## BEGIN DATA SHOWN
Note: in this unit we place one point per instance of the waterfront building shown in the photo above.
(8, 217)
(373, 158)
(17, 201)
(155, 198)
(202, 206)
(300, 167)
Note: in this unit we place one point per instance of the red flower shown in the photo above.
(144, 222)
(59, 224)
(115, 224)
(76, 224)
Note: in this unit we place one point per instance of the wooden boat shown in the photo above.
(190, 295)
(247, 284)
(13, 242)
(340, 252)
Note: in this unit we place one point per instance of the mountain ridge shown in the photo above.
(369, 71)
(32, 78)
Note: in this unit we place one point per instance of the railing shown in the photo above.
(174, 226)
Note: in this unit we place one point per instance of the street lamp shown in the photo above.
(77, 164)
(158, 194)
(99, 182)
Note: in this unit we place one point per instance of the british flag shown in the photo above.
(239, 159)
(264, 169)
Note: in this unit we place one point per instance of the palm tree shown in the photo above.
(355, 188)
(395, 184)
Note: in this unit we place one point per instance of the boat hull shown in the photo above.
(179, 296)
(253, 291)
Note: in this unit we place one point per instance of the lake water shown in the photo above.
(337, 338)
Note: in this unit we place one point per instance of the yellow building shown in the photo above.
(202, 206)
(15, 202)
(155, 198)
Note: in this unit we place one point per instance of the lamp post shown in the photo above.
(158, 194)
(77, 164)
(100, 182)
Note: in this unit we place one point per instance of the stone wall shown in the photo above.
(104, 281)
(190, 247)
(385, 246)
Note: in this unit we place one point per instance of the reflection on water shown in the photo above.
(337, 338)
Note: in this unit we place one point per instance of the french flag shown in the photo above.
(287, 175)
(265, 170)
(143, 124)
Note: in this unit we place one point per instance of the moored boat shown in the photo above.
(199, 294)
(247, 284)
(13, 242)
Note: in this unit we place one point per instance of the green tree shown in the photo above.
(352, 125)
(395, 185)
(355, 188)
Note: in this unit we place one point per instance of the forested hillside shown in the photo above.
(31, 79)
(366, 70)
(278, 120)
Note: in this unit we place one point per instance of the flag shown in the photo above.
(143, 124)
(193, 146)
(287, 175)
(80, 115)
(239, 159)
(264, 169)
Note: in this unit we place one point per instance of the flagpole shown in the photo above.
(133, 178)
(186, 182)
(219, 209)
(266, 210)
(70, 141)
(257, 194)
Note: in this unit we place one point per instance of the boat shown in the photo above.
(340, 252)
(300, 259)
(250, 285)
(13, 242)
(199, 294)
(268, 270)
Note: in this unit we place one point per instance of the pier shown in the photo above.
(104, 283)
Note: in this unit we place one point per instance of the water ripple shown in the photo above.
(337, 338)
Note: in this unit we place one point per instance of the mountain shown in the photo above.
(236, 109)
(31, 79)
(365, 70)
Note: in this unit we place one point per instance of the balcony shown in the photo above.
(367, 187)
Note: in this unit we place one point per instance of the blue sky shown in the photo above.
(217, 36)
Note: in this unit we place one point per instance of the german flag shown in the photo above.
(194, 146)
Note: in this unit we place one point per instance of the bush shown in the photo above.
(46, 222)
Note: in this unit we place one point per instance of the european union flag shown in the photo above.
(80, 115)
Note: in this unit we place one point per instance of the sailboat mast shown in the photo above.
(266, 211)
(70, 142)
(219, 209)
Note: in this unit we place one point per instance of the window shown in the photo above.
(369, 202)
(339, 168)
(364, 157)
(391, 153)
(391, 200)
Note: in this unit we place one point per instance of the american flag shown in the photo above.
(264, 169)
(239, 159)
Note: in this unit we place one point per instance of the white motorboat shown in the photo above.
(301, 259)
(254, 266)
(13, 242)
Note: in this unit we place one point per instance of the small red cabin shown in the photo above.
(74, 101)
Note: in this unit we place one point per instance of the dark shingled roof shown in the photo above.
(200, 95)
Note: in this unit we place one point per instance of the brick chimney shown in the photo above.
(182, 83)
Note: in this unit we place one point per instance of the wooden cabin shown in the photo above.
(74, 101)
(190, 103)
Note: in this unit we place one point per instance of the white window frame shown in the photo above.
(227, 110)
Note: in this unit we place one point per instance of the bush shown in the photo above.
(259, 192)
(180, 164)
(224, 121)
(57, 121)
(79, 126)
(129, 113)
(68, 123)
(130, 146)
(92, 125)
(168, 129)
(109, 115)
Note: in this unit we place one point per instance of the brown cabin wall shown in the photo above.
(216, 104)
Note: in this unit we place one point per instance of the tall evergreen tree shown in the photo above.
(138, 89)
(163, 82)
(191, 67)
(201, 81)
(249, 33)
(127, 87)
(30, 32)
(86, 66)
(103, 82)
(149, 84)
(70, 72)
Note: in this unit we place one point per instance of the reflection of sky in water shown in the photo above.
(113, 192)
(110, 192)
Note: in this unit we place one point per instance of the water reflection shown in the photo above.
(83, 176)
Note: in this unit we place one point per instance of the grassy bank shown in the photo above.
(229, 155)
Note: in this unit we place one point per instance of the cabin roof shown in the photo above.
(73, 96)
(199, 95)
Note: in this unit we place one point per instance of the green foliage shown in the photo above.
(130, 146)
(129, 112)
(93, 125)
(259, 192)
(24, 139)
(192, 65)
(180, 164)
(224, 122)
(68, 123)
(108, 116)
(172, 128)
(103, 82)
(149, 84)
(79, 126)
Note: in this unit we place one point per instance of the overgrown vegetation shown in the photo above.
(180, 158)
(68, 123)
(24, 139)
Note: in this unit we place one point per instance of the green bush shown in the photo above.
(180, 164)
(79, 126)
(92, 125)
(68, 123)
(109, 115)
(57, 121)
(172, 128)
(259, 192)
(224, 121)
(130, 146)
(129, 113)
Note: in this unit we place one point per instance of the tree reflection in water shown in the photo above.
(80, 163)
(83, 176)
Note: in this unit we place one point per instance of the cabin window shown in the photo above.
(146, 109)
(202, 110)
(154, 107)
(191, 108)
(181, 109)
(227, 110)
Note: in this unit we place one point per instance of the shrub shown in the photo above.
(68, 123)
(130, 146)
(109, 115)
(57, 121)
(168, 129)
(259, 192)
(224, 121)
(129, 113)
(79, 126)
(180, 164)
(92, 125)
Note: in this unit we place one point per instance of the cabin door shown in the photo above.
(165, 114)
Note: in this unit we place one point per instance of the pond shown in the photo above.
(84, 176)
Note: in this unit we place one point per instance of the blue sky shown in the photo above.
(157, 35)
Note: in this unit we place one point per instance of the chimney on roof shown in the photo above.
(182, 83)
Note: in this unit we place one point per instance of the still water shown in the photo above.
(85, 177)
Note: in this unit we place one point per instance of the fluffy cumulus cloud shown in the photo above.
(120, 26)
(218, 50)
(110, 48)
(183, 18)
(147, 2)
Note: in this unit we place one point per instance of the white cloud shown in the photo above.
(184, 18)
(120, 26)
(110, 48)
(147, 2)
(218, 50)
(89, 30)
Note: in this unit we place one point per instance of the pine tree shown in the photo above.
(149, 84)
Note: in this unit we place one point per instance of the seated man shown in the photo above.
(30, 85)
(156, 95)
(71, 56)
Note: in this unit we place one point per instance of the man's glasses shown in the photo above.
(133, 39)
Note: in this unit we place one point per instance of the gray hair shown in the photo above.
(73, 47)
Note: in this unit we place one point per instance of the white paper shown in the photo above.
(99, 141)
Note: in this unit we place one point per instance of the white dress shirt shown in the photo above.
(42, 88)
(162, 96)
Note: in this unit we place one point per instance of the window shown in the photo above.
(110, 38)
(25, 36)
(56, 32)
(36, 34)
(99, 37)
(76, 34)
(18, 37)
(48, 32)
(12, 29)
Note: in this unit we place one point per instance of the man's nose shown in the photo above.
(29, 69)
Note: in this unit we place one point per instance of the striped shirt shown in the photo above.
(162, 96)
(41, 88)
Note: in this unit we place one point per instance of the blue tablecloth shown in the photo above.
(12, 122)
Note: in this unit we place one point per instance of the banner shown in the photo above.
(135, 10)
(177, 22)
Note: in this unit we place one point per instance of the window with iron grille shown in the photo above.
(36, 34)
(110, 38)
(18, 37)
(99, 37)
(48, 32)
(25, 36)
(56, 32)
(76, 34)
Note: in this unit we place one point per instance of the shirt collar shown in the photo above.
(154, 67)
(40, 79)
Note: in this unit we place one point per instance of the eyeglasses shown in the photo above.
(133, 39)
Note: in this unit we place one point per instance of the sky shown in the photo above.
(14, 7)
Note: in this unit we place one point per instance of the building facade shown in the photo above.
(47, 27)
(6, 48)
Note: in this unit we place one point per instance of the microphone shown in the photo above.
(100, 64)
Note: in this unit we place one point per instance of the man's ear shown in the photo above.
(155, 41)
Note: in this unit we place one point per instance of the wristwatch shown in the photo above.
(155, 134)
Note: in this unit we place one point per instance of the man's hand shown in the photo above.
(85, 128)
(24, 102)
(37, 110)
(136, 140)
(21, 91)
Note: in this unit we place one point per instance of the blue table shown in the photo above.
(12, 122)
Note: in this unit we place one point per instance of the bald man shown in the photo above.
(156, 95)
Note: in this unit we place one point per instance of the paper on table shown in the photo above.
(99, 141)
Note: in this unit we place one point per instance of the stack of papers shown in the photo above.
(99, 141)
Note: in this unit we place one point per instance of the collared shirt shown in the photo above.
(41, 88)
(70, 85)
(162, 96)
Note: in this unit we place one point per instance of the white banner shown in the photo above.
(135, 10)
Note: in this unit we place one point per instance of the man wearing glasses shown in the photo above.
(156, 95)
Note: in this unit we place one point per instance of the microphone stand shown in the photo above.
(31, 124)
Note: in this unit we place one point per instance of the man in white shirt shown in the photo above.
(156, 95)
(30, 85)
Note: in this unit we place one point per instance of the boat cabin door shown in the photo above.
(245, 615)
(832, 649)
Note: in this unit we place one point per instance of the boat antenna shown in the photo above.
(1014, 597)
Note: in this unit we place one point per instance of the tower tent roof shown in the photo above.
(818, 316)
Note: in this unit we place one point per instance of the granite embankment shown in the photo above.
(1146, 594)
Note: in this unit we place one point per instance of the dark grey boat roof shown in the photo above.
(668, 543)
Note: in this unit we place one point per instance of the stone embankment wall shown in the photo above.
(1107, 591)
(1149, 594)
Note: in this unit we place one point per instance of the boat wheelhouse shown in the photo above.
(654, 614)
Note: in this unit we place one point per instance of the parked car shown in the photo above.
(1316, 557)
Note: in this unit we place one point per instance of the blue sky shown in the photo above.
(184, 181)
## END DATA SHOWN
= YOUR INSTRUCTIONS =
Rewrite the rows starting at the line containing "wearing glasses shown in the photo above." and ending at the last row, swapping "embankment" for "quayside" and leaving everything else unchanged.

= FINISHED ANSWER =
Note: in this unit we place one point per instance of the man wearing glasses shown in the photo above.
(156, 95)
Note: in this unit we place one point per instance of the microphone stand shown in the photo above.
(31, 124)
Note: in this unit we place one point per instance of the man in white shirt shown in the photo above.
(156, 95)
(30, 85)
Note: in this unit we place one point per instance of the boat cabin door shown in the photo above.
(245, 615)
(832, 649)
Note: in this unit we place one point per instance of the boat antenna shown in the photo above.
(1014, 597)
Note: in this unit we place one point per instance of the tower tent roof shown in the photo above.
(818, 316)
Note: in this unit we place one point per instance of the granite quayside shown in the photo above.
(1146, 594)
Note: in this unit we place one point per instance of the dark grey boat roof shown in the photo above.
(668, 543)
Note: in this unit we place one point per instance of the stone quayside wall shown in the photo above.
(1107, 591)
(1149, 594)
Note: in this unit we place one point per instance of the boat wheelhouse shown in the photo above.
(654, 614)
Note: in this unit we place one point per instance of the parked car shown in the photo above.
(1316, 557)
Note: in this unit we place one point per instance of the blue sky shown in the photo above.
(184, 181)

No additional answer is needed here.